- **課題 1**
エントリーの中で「target」という語が入っている行を数えて、その数だけを答えてください。大文字と小文字は区別します。

- **提示テキスト**
ALEJANDRO JODOROWSKY アレハンドロ・ホドロフスキー
1929年、チリのボリビア国境近くの町トコピージャで、ロシア系ユダヤ人の子として生まれる。 12歳の時に首都サンティアゴへ移住。サンティアゴ大学で心理学・哲学を学んでいたがマルセル・カルネの『天井桟敷の人々』に感動し、パントマイムにのめり込んだ後大学を中退。
1953年渡仏し放浪生活を送る中でマルセル・マルソーと出会い、『The Mask』『The Cage』という戯曲を共著、モーリス・シュバリエの芝居を演出した。パリでの学生時代にはトーマス・マン原作で実験映画を一本撮り、ジャン・コクトーに絶賛されたこともある。
1960年代中頃に、パリで作家フェルナンド・アラバールを知り、1967年、メキシコに移り、アラバールの原作で処女作『ファンド・アンド・リス』 (FANDO Y LIS) を完成。続く1970年に代表作『エル・トポ』(EL TOPO)を発表する。初興行の際、コロムビア、ユナイトといったメジャー系の配給会社から配給を断られ、音楽プロデューサーのアラン・ダグラスにより「エル・ジン」というスペイン語圏の映画を扱うミニシアター系の深夜上映が決定、1971年1月1日に封切られた。『エル・トポ』は噂が噂を呼び大ヒット、映画を観たジョン・レノンが虜になり、『エル・トポ』と次作の『ホーリー・マウンテン』(THE HOLY MOUNTAIN)の配給権を45万ドルで買い取ったという逸話もある。1973年に『ホーリー・マウンテン』を発表。1973年11月から1975年4月まで続くロングランを達成する。

- **表示データ**
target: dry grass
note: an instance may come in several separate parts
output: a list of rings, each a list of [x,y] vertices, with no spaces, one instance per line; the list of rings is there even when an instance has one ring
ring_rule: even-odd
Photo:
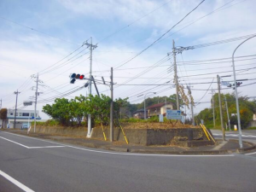
[[[175,128],[199,128],[191,125],[175,123],[121,123],[125,129],[175,129]]]

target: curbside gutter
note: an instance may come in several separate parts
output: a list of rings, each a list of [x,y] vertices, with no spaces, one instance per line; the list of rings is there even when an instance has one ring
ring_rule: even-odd
[[[61,138],[52,138],[52,137],[42,137],[42,134],[40,135],[27,135],[26,133],[23,134],[20,132],[13,132],[13,131],[6,131],[6,132],[12,132],[14,134],[17,135],[23,135],[30,137],[38,137],[38,138],[42,138],[45,140],[51,140],[51,141],[55,141],[55,142],[60,142],[62,143],[71,143],[71,144],[75,144],[75,145],[79,145],[79,146],[84,146],[86,148],[100,148],[100,149],[104,149],[104,150],[111,150],[111,151],[115,151],[115,152],[123,152],[123,153],[137,153],[137,154],[243,154],[245,152],[248,151],[253,151],[256,149],[256,145],[253,143],[250,142],[246,142],[244,141],[243,143],[249,145],[250,147],[244,148],[234,148],[234,149],[217,149],[217,150],[183,150],[183,151],[175,151],[175,150],[155,150],[155,149],[140,149],[140,148],[130,148],[126,147],[120,147],[119,148],[117,145],[101,145],[98,143],[79,143],[79,142],[75,142],[75,141],[67,141],[65,140],[65,137],[63,137],[63,139]],[[45,135],[46,136],[46,135]],[[236,139],[230,139],[230,141],[233,142],[238,142],[238,140]]]

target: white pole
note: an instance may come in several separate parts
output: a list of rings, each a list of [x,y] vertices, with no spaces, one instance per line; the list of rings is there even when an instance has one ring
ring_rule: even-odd
[[[233,76],[234,76],[234,84],[235,84],[235,95],[236,95],[236,113],[237,113],[237,124],[238,124],[238,131],[239,131],[239,146],[241,148],[242,148],[242,139],[241,139],[241,120],[240,120],[240,111],[239,111],[239,102],[238,102],[238,94],[237,94],[237,86],[236,86],[236,68],[235,68],[235,61],[234,61],[234,55],[236,49],[245,42],[247,40],[255,38],[256,35],[244,40],[241,42],[234,50],[232,55],[232,64],[233,64]]]
[[[37,102],[38,102],[38,73],[37,77],[37,90],[36,90],[36,101],[35,101],[35,114],[34,114],[34,132],[36,132],[36,124],[37,124]]]

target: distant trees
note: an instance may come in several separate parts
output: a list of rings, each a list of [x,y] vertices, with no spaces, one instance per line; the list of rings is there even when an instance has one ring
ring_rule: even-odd
[[[92,119],[92,125],[102,122],[104,125],[109,123],[110,117],[109,96],[102,95],[76,96],[74,99],[58,98],[52,105],[43,107],[43,112],[54,119],[58,120],[62,125],[81,125],[81,122],[87,121],[90,113]],[[121,107],[127,104],[126,100],[116,99],[113,102],[114,113],[118,113]]]

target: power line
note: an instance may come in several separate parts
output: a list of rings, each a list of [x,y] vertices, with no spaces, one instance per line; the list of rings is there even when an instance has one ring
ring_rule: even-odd
[[[9,19],[6,19],[6,18],[4,18],[4,17],[2,17],[2,16],[0,16],[0,19],[2,19],[2,20],[7,20],[7,21],[9,21],[9,22],[11,22],[11,23],[14,23],[14,24],[15,24],[15,25],[18,25],[18,26],[23,26],[23,27],[25,27],[25,28],[27,28],[27,29],[29,29],[29,30],[32,30],[32,31],[33,31],[33,32],[39,32],[39,33],[41,33],[41,34],[44,34],[44,35],[46,35],[46,36],[49,36],[49,37],[54,38],[55,38],[55,39],[58,39],[58,40],[60,40],[60,41],[65,41],[65,42],[67,42],[67,43],[69,43],[69,44],[76,44],[76,45],[78,45],[78,44],[77,44],[77,43],[73,43],[73,42],[71,42],[71,41],[67,41],[67,40],[65,40],[65,39],[62,39],[62,38],[56,38],[56,37],[55,37],[55,36],[52,36],[52,35],[47,34],[47,33],[45,33],[45,32],[41,32],[41,31],[39,31],[39,30],[38,30],[38,29],[32,28],[32,27],[31,27],[31,26],[25,26],[25,25],[23,25],[23,24],[18,23],[18,22],[16,22],[16,21],[14,21],[14,20],[9,20]]]
[[[166,5],[167,3],[169,3],[172,2],[172,0],[168,1],[168,2],[166,2],[166,3],[163,3],[162,5],[160,5],[160,7],[158,7],[158,8],[156,8],[156,9],[154,9],[154,10],[150,11],[149,13],[148,13],[148,14],[144,15],[143,16],[142,16],[142,17],[140,17],[140,18],[138,18],[138,19],[133,20],[132,22],[129,23],[127,26],[124,26],[124,27],[121,27],[120,29],[115,31],[114,32],[111,33],[110,35],[108,35],[108,36],[107,36],[106,38],[102,38],[102,40],[100,40],[97,44],[99,44],[99,43],[101,43],[101,42],[106,40],[107,38],[109,38],[110,37],[115,35],[116,33],[118,33],[118,32],[121,32],[121,31],[123,31],[124,29],[128,28],[128,27],[131,26],[131,25],[137,23],[137,21],[139,21],[140,20],[145,18],[146,16],[148,16],[148,15],[152,14],[153,12],[154,12],[154,11],[158,10],[159,9],[164,7],[165,5]]]
[[[141,54],[143,54],[144,51],[146,51],[148,49],[149,49],[150,47],[152,47],[154,44],[155,44],[158,41],[160,41],[166,34],[167,34],[172,29],[173,29],[176,26],[177,26],[179,23],[181,23],[187,16],[189,16],[193,11],[195,11],[205,0],[201,1],[195,8],[194,8],[191,11],[189,11],[184,17],[183,17],[177,23],[176,23],[173,26],[172,26],[167,32],[166,32],[164,34],[162,34],[159,38],[157,38],[155,41],[154,41],[151,44],[149,44],[147,48],[145,48],[144,49],[143,49],[142,51],[140,51],[138,54],[137,54],[135,56],[133,56],[132,58],[129,59],[127,61],[125,61],[125,63],[118,66],[116,68],[119,68],[125,64],[127,64],[128,62],[130,62],[131,60],[135,59],[136,57],[137,57],[138,55],[140,55]]]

- **課題 2**
ホドロフスキーの略歴の「ALEJANDRO JODOROWSKY アレハンドロ・ホドロフスキー」から「にのめり込んだ後大学を中退。」まで、一字も変えずに全部打ち直してください。

- **解答結果 1**
5

- **解答結果 2**
ALEJANDRO JODOROWSKY アレハンドロ・ホドロフスキー
1929年、チリのボリビア国境近くの町トコピージャで、ロシア系ユダヤ人の子として生まれる。 12歳の時に首都サンティアゴへ移住。サンティアゴ大学で心理学・哲学を学んでいたがマルセル・カルネの『天井桟敷の人々』に感動し、パントマイムにのめり込んだ後大学を中退。